→ **Trecho de origem**:

⁂

Uma obra que resgata elementos específicos do jazz clássico, porém, preserva a todo instante o diálogo com o presente. Assim é Punx, primeiro registro em estúdio do paulistano Guilherme Mendonça sob o título de Guizado. Pontuado pela constante interferência eletrônica, batidas típicas do Hip-Hop e arranjos que apontam para o gênero em sua fase mais versátil, no início da década de 1970, o álbum serve como ponte para aproximar veteranos (como Miles Davis) e novatos (aos moldes de Prefuse 73) em um mesmo ambiente. Tão colorido e amplo quanto a capa que o apresenta, Punx passeia pelos estilos sem necessariamente perder a própria homogeneidade. De fluidez urbana, o disco abandona os limites de um palco escuro, ou antigo clube de jazz, para passear de forma torta pelas ruas. Descritivas, ainda que livres das palavras, cada canção edifica prédios, picha as paredes ou atravessa as rachaduras do asfalto como um mergulho louco por qualquer centro urbano. Seja São Paulo, Nova York ou Londres, não há um ponto específico que faixas como Maya, Areias e Der Golem não sejam capazes traduzir musicalmente.

⁂

→ **Linhas extraídas**:
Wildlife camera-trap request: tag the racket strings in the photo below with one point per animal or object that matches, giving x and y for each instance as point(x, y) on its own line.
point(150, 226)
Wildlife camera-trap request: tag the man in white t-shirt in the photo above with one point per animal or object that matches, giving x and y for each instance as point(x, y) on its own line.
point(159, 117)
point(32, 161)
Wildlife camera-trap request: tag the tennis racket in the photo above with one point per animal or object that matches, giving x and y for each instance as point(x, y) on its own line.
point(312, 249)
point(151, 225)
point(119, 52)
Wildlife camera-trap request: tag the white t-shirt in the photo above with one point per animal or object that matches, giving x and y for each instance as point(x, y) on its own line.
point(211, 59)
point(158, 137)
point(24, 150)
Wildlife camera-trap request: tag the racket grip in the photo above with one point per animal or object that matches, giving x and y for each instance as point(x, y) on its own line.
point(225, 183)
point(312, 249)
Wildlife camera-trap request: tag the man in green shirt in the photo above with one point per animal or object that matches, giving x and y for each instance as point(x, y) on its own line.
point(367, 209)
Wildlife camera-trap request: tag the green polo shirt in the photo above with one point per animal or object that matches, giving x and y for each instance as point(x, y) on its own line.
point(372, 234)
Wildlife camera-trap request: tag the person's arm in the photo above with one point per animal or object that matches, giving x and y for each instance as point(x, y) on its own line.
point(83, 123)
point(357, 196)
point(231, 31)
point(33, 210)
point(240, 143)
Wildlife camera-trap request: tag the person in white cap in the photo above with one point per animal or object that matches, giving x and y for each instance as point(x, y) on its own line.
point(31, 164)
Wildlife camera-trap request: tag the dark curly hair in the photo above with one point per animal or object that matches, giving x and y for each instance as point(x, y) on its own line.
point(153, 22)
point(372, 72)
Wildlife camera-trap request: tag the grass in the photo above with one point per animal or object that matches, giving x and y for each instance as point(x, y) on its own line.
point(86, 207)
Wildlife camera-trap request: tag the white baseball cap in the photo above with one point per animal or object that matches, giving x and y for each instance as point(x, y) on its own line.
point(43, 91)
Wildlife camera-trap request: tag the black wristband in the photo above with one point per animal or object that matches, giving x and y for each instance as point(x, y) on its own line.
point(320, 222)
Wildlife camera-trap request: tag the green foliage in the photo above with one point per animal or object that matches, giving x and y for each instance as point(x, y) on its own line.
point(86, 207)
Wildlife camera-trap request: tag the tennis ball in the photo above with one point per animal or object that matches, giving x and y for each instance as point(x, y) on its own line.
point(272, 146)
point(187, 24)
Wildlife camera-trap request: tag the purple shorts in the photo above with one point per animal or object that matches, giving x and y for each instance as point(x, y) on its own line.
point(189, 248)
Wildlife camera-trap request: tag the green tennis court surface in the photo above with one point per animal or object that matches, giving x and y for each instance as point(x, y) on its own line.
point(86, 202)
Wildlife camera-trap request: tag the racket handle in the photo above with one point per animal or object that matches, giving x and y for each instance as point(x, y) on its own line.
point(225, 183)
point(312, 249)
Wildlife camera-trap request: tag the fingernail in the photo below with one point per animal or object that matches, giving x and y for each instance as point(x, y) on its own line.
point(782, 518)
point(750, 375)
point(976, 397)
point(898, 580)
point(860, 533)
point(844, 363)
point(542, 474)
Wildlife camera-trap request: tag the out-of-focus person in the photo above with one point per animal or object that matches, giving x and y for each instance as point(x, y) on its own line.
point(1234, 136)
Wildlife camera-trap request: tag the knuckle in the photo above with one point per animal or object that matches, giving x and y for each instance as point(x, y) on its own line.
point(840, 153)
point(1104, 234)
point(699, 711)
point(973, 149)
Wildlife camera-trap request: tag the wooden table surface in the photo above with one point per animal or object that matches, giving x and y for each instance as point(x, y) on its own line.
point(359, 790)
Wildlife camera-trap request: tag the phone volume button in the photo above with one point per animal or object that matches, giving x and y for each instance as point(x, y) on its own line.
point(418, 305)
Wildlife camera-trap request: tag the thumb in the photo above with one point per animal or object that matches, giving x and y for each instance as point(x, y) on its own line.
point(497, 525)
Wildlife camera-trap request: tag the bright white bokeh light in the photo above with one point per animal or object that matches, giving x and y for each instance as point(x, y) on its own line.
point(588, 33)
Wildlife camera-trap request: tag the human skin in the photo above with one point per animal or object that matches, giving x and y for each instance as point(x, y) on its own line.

⁂

→ **Ações necessárias**:
1) No trecho sobre Punx, qual é o nome artístico sob o qual Guilherme Mendonça gravou o disco?
2) Diga se cada afirmação concorda com o trecho sobre Punx, respondendo sim ou não e citando as palavras do trecho que decidem: (a) Punx é o primeiro registro em estúdio de Guilherme Mendonça como Guizado. (b) O álbum fica restrito ao ambiente de um antigo clube de jazz. (c) O disco traz batidas típicas do Hip-Hop.
3) Resuma o trecho sobre Punx em duas frases.

→ **Resultados por tarefa**:
1) Guizado.

2)
(a) Sim: "primeiro registro em estúdio do paulistano Guilherme Mendonça sob o título de Guizado".
(b) Não: "o disco abandona os limites de um palco escuro, ou antigo clube de jazz".
(c) Sim: "batidas típicas do Hip-Hop".

3) Punx, primeiro registro em estúdio de Guilherme Mendonça como Guizado, resgata elementos do jazz clássico sem perder o diálogo com o presente, com interferência eletrônica e batidas típicas do Hip-Hop. De fluidez urbana, o disco deixa o palco escuro e o clube de jazz para passear pelas ruas, e faixas como Maya, Areias e Der Golem traduzem musicalmente qualquer centro urbano, seja São Paulo, Nova York ou Londres.